- [WHAT IS BEING ASKED] Set down exactly the lines that run from the one containing "Target: white chamomile flower" to the end of the material below, both included, without pictures.

[INFORMATION SHOWN Boundary: Start]

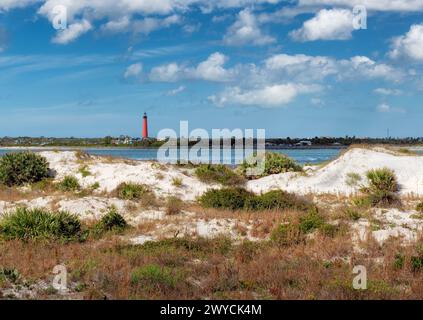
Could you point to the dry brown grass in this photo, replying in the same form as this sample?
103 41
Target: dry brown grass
319 268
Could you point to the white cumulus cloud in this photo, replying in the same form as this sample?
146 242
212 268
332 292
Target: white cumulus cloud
246 31
134 70
376 5
269 96
334 24
72 32
176 91
386 108
387 92
409 45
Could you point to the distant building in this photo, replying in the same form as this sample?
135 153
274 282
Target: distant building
304 143
144 126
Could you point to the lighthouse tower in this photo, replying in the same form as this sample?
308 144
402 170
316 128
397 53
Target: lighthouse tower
144 126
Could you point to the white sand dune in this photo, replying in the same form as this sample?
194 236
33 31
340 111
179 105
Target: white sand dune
110 175
332 177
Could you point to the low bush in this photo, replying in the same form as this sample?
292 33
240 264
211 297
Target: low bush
311 221
22 167
352 179
287 234
69 184
353 214
35 224
173 205
238 199
153 276
277 199
274 163
382 187
112 221
84 171
229 198
131 191
177 182
218 173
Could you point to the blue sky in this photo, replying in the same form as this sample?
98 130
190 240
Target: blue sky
295 68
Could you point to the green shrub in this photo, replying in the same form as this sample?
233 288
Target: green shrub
229 198
382 187
131 191
11 275
177 182
416 263
153 276
277 199
84 171
352 214
68 184
352 179
218 173
34 224
274 163
329 230
311 221
382 180
173 205
112 221
287 234
238 199
22 167
399 261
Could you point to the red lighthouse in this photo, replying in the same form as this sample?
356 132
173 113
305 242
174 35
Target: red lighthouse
144 126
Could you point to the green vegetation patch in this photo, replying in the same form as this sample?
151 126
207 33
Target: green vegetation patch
112 221
153 276
240 199
218 174
274 163
23 167
37 224
69 184
381 190
131 191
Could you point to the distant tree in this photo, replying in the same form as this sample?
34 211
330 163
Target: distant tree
108 140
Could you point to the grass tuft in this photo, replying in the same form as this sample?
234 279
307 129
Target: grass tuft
35 224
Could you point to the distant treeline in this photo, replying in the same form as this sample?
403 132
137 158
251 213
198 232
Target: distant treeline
125 141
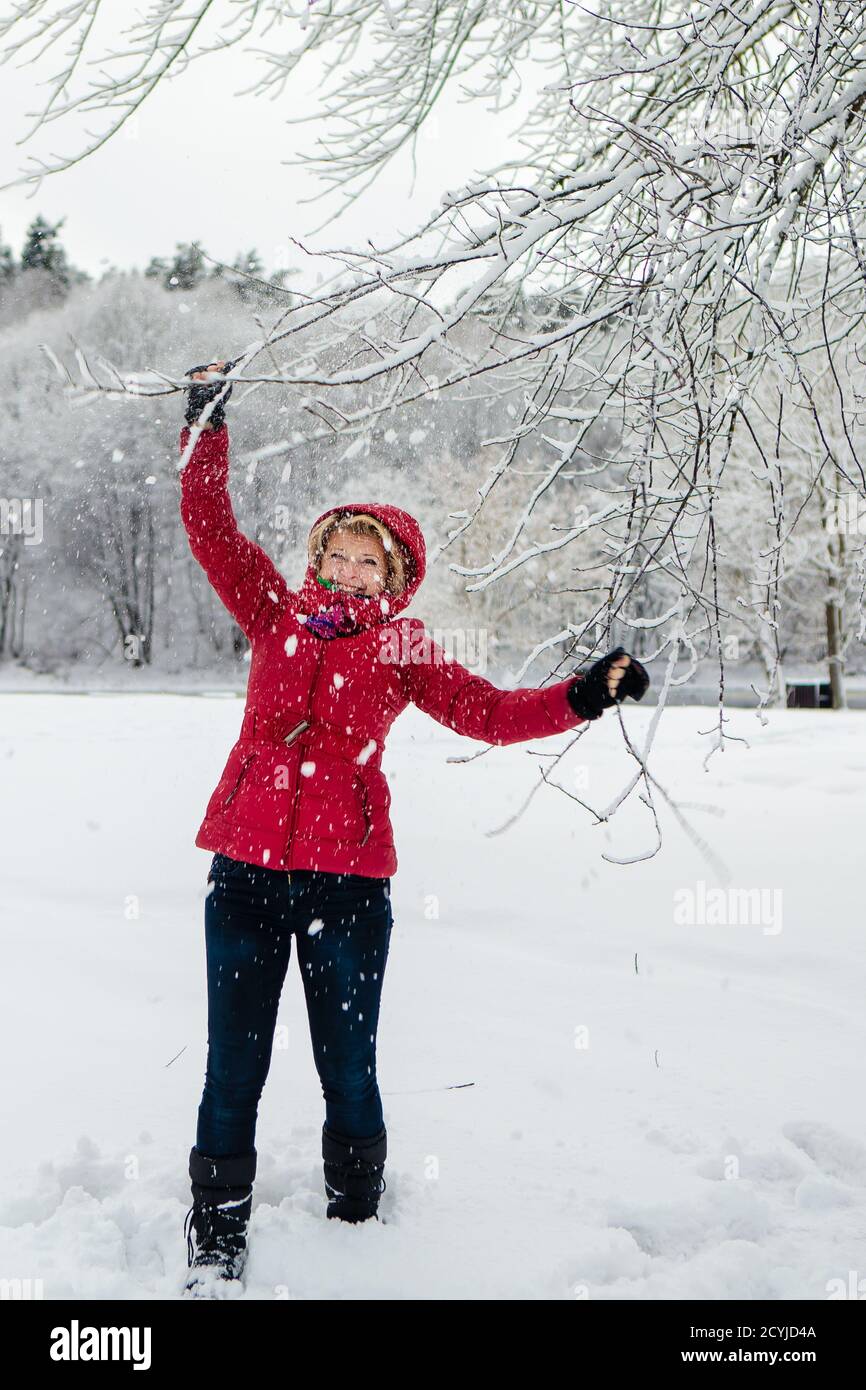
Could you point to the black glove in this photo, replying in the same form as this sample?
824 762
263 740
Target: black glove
200 392
588 694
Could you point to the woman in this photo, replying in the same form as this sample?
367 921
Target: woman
299 820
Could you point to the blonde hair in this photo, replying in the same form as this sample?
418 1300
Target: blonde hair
398 559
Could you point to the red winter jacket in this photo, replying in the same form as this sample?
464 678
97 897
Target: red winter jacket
303 786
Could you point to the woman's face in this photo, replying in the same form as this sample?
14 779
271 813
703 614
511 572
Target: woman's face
355 563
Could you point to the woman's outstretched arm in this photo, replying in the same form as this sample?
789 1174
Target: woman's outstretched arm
474 706
243 576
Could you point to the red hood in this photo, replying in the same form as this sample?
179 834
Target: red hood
406 530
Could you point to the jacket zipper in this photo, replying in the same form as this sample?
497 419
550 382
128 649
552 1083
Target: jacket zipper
299 731
241 774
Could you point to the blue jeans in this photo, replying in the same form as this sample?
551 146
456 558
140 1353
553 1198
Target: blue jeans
342 927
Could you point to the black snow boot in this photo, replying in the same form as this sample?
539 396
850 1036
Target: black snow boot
353 1173
221 1205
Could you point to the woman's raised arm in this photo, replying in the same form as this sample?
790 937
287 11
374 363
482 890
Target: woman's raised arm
474 706
243 576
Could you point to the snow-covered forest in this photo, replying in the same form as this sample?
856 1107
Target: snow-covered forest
617 373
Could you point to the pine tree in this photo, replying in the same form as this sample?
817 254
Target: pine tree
42 250
7 264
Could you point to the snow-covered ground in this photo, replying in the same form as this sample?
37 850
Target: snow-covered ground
691 1127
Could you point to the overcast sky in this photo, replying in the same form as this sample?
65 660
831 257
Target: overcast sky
146 189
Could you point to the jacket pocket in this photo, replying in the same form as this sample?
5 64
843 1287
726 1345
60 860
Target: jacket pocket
362 787
242 773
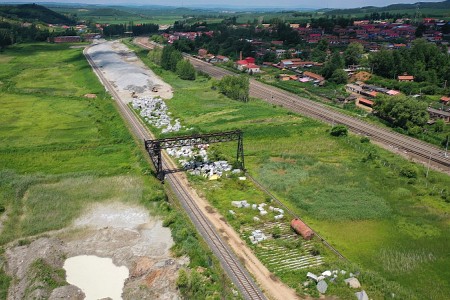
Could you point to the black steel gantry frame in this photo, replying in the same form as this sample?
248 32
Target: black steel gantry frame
154 147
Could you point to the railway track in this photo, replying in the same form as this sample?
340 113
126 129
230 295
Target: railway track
425 152
229 261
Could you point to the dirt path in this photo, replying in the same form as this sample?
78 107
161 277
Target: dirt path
271 286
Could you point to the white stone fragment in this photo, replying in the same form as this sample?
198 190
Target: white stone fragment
312 276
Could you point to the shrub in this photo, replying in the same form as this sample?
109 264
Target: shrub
364 139
408 172
185 70
339 130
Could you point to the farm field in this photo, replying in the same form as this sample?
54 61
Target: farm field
61 152
377 209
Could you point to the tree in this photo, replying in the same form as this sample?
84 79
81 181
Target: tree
352 55
155 55
439 125
157 38
235 87
382 62
185 70
170 57
332 64
402 111
183 279
339 76
339 130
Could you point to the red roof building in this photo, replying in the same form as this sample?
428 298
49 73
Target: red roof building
250 60
405 78
365 102
445 100
313 76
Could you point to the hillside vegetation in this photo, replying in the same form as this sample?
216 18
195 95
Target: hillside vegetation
381 211
444 5
34 13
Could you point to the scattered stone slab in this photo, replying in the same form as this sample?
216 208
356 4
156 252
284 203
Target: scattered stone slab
312 276
353 282
362 295
322 286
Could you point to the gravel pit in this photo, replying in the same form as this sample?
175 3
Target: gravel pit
128 74
97 277
125 235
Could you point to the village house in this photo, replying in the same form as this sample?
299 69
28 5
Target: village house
405 78
445 100
221 58
439 114
313 76
67 39
248 65
202 52
365 102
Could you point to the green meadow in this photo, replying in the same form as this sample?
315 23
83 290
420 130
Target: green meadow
378 209
61 151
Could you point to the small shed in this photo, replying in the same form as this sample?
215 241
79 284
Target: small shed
445 100
302 229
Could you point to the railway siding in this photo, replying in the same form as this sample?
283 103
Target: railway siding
230 262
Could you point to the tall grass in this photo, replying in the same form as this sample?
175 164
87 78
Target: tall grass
359 202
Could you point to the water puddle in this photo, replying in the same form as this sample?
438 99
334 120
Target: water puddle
97 277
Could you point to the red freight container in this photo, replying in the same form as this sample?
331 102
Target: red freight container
302 229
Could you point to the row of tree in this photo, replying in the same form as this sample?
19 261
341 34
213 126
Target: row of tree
403 112
171 59
120 29
11 33
235 87
425 61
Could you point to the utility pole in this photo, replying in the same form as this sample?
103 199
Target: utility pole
429 163
446 147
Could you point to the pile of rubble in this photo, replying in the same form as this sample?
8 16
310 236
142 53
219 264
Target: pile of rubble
331 277
155 112
260 207
195 160
257 236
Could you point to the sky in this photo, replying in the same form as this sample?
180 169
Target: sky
240 3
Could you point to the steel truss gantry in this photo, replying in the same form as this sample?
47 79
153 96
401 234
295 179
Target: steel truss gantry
154 147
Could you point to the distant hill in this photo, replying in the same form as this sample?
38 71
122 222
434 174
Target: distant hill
33 13
444 5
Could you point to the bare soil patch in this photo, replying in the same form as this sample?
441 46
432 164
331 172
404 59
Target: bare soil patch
125 233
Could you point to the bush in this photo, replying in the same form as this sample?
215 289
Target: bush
339 130
364 139
185 70
408 172
235 87
183 279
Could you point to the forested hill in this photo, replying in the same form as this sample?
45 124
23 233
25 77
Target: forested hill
369 9
33 13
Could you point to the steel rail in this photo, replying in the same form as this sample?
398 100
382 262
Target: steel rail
228 259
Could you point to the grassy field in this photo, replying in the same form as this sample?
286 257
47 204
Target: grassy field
391 225
61 151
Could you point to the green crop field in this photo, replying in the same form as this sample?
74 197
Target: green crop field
375 207
61 151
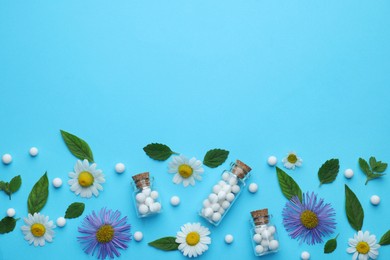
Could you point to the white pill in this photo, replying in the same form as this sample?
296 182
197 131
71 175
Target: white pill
11 212
375 200
305 255
236 189
273 244
7 158
259 249
230 197
140 197
348 173
33 151
138 236
57 182
257 238
120 167
253 187
272 160
229 239
143 209
61 221
175 200
216 217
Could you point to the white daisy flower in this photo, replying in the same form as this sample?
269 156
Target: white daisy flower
86 179
292 160
186 170
38 230
193 239
363 246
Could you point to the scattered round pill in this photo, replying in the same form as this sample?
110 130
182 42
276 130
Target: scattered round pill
11 212
348 173
33 151
272 160
375 200
175 200
138 236
305 255
229 239
61 221
7 158
120 167
253 187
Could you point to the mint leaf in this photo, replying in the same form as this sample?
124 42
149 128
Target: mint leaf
289 187
159 152
215 157
77 146
328 171
353 209
75 210
165 243
38 195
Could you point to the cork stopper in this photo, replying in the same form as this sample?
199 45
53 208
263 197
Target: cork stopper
240 169
142 180
260 217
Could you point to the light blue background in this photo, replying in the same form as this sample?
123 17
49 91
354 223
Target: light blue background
255 77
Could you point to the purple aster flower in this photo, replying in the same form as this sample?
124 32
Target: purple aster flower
105 233
309 220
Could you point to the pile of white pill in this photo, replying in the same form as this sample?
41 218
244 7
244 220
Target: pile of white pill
147 202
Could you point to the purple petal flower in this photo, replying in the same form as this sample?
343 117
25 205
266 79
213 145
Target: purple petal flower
309 220
104 233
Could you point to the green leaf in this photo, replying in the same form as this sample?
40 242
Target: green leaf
354 210
75 210
159 152
7 225
330 245
38 195
165 243
77 146
215 157
289 187
328 171
385 239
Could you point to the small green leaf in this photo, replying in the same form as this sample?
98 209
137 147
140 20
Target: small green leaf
328 171
159 152
353 209
289 187
165 243
75 210
77 146
215 157
38 195
7 225
330 245
385 239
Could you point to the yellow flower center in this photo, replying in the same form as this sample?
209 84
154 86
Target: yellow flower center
38 230
193 238
85 179
185 170
105 234
309 219
362 247
292 158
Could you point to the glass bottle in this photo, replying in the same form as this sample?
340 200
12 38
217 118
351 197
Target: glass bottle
263 233
225 193
146 198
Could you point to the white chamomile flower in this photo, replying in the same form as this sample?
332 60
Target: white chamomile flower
185 170
363 246
86 179
292 160
38 229
193 239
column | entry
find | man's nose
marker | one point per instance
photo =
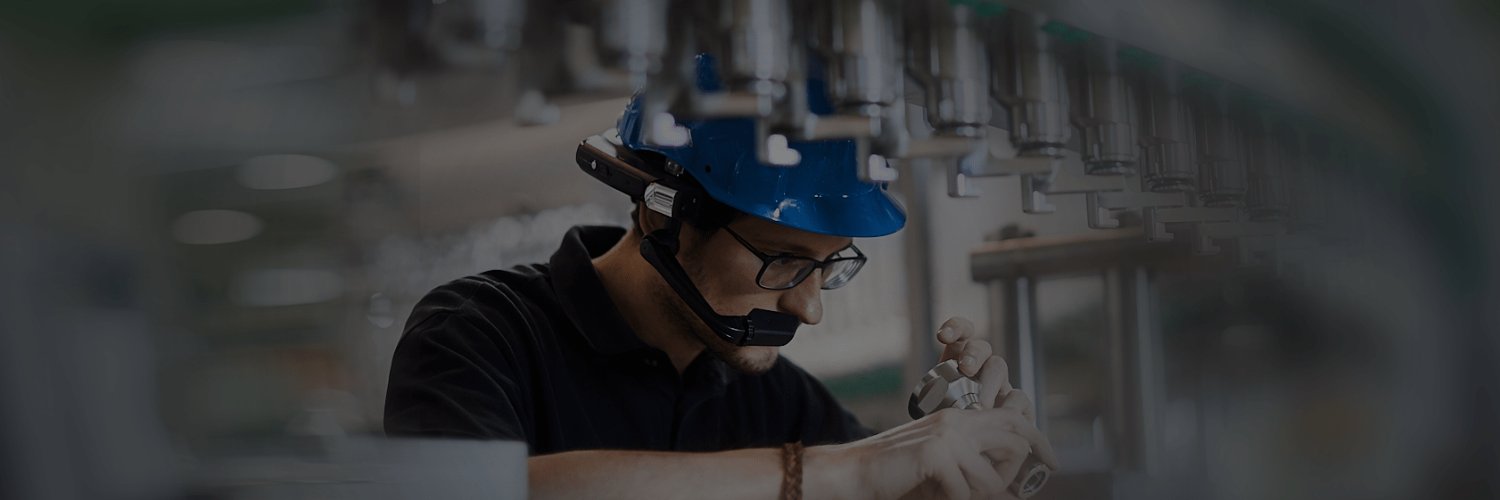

[INFORMATION SHOWN Boundary: End]

- [RESPONSE BOX]
Target: white chamomile flower
185 170
363 246
86 179
292 160
38 229
193 239
column | entry
find | man's nose
marker | one point per instance
photo =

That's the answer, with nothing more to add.